Point annotation records
****
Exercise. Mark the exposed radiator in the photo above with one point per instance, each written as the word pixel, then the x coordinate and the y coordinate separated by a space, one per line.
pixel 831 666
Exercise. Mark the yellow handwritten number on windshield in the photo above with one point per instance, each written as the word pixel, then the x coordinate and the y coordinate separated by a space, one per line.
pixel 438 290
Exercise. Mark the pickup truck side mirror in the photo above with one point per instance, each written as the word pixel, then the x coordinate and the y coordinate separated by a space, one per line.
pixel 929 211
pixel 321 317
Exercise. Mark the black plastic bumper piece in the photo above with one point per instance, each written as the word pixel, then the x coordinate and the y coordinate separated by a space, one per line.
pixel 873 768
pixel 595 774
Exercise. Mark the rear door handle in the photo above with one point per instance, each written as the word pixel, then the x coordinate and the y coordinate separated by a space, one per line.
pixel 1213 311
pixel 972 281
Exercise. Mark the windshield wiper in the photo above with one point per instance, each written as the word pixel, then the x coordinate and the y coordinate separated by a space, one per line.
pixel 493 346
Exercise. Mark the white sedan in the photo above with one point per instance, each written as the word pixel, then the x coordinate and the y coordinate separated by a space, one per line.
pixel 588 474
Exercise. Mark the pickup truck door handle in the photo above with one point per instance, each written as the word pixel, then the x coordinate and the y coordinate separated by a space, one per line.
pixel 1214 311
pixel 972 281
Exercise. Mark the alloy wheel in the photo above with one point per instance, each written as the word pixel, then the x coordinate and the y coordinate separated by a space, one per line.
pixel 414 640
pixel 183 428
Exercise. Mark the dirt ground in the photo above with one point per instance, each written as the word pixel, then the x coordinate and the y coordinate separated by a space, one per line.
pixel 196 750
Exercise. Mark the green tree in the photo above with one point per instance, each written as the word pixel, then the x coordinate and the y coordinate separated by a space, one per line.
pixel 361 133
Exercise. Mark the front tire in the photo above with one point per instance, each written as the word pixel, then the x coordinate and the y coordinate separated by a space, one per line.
****
→ EXERCISE DETAILS
Reproduce only the lines of the listing from the line containing "Exercise. Mark the dirt" through the end of the listing, inclusive, with "green tree" changed to "tall tree" and nothing else altered.

→ EXERCISE ANSWER
Exercise. Mark the dirt ground in the photo above with one point per instance, each written as the word pixel, then the x coordinate and the y coordinate separated by a space, one per line.
pixel 196 750
Exercise. Mark the tall tree in the photo above with one point per instance, each written as the word pixel, then the x coordinate and the y coordinate separated by a space, one per line.
pixel 361 133
Exercise. Mark the front tire in the photo above with one point per instance, each written as the word pixel, then the x coordinate and the y coordinate separated by a space, one per line.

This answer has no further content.